§ **DIRECTION**:
Can you retype each of the items below line for line, changing nothing?

Start of RECORDS TO USE

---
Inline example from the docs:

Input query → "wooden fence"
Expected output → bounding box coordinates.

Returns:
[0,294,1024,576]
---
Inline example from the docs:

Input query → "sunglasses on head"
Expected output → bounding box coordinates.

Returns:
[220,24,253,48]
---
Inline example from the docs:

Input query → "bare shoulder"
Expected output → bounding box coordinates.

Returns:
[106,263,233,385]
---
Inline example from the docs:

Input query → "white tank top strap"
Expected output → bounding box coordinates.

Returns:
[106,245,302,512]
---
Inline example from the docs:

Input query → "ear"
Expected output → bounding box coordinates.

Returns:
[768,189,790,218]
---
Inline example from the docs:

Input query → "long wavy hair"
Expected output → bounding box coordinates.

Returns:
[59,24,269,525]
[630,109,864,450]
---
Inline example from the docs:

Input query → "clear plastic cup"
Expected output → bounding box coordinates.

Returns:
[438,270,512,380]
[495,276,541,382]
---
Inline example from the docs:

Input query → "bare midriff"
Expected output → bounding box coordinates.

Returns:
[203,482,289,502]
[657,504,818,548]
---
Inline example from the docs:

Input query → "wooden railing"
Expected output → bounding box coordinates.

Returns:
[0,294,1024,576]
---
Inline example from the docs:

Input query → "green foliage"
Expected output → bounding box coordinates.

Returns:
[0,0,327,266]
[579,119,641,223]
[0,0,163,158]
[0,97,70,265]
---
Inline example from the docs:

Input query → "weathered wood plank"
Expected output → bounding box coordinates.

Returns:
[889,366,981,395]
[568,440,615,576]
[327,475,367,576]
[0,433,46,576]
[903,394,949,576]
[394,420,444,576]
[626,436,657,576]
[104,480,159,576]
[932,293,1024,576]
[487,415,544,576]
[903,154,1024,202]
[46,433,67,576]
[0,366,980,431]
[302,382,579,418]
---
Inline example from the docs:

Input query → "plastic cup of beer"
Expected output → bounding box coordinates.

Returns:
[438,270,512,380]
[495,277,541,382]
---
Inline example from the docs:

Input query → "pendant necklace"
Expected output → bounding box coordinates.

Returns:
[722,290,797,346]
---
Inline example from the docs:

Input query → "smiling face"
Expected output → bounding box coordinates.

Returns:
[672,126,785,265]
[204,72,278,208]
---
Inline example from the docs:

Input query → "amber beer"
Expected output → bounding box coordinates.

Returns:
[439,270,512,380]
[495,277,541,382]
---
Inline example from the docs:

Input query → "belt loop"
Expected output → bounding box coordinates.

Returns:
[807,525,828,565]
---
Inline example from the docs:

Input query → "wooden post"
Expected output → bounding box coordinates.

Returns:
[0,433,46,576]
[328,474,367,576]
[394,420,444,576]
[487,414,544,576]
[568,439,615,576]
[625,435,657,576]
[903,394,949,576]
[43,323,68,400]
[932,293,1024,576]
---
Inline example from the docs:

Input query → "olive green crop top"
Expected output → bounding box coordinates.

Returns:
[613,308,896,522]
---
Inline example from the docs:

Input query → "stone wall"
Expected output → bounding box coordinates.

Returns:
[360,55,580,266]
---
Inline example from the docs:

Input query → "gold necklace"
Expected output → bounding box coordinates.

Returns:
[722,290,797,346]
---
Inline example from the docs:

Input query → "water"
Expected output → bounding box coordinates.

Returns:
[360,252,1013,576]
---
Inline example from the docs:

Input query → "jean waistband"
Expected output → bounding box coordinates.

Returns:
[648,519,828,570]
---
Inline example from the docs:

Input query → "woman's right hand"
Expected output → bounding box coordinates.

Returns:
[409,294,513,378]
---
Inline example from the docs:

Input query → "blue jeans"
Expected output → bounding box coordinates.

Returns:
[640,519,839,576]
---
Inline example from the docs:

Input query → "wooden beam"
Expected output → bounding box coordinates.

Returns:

End of RECORDS TO USE

§ **ANSWER TO THIS EXERCISE**:
---
Inline example from the docs:

Input query → "wooden fence"
Expected output → bounding box coordinates.

Returns:
[0,294,1024,576]
---
Inline example from the docs:

Input query → "sunglasses on head"
Expected output → bounding box coordinates.

Returns:
[220,24,253,48]
---
Inline example from the docs:

Input query → "bare shoulder"
Expected output → bounding box coordinates.

Returns:
[106,263,233,385]
---
Inline example from the docs:

Input query → "white tank top strap"
Expected output → bounding box coordinates.

Returns:
[106,245,302,512]
---
Inline example from the docs:

Input query → "ear"
Expected output → bounding box coordinates.

Returns:
[768,189,790,218]
---
Inline example from the docs:

Input query → "long wavy hair"
Expected output → bounding box coordinates.

Returns:
[59,24,269,525]
[630,109,864,450]
---
Inline example from the docs:

Input query → "clear plastic cup"
Expected output → bounding box coordinates.

Returns:
[438,270,512,380]
[495,276,541,382]
---
Inline example from the docs:

Input query → "bare midriff"
Expected output → bounding box coordinates.

Returns:
[203,482,289,502]
[657,504,818,548]
---
Inline example from the docs:

Input query → "wooden railing"
Expected output → bounding box coordinates.

Returns:
[0,294,1024,576]
---
Inline example from the docs:

Input query → "green foliage"
Expected output → bounding box coordinates.

Returns:
[0,0,327,266]
[579,119,641,223]
[0,0,163,158]
[0,97,70,265]
---
Inline example from the docs:

Input query → "weathered wood plank"
Expected output → bounding box coordinates.

Returns:
[889,366,981,395]
[568,440,615,576]
[327,475,367,576]
[0,433,46,576]
[903,394,949,576]
[394,420,444,576]
[626,436,657,576]
[104,480,159,576]
[932,293,1024,576]
[487,415,544,576]
[903,154,1024,202]
[46,433,67,576]
[0,366,980,431]
[302,382,579,418]
---
Inline example from the docs:

Input query → "plastic cup of beer"
Expected output → bounding box coordinates.

Returns:
[438,270,512,380]
[495,277,541,382]
---
Inline example from the docs:

Input query → "pendant necklace"
Expected output → bounding box coordinates.

Returns:
[722,290,797,346]
---
Inline example from the docs:

Input query → "smiling face"
Expected output → bounding box coordinates.

Returns:
[672,126,785,265]
[204,72,278,208]
---
Inline example from the docs:

Input query → "amber beer"
Expected output → bounding box coordinates.

Returns:
[439,270,512,380]
[495,277,541,382]
---
Inline example from the docs:

Input query → "belt loop"
Expected output → bounding box coordinates.

Returns:
[807,525,828,565]
---
Inline example from the docs:

Input query → "wooden post"
Expected output → bounding box coordinates.

Returns:
[0,433,46,576]
[328,474,367,576]
[394,420,444,576]
[487,414,544,576]
[568,439,615,576]
[625,435,657,576]
[903,394,949,576]
[43,323,68,400]
[932,293,1024,576]
---
Inline example from the docs:

Input query → "olive green crop top"
Expected output → bounding box coordinates.

Returns:
[613,308,896,522]
---
Inline example from the docs:

Input query → "stone wall"
Expected output → bounding box coordinates.

Returns:
[360,55,580,266]
---
Inline example from the docs:

Input query → "gold necklace"
Expected output → bounding box coordinates.

Returns:
[722,290,797,346]
---
Inline example from the docs:

Input query → "water"
Expected output → bounding box coordinates.

Returns:
[360,252,1013,576]
---
Inline example from the docs:

Input query → "jean waistband"
Expected output → bounding box coordinates.

Returns:
[648,519,828,570]
---
Inline example from the docs:

Input query → "woman's right hand"
Expected output → bounding box coordinates.

Returns:
[409,294,513,378]
---
Inline example from the docs:

Input query → "blue jeans"
Expected output → bounding box coordinates.

Returns:
[640,519,839,576]
---
Inline example from the docs:

Input query → "wooden beam"
Expected output → bounding box coordinates.

Returns:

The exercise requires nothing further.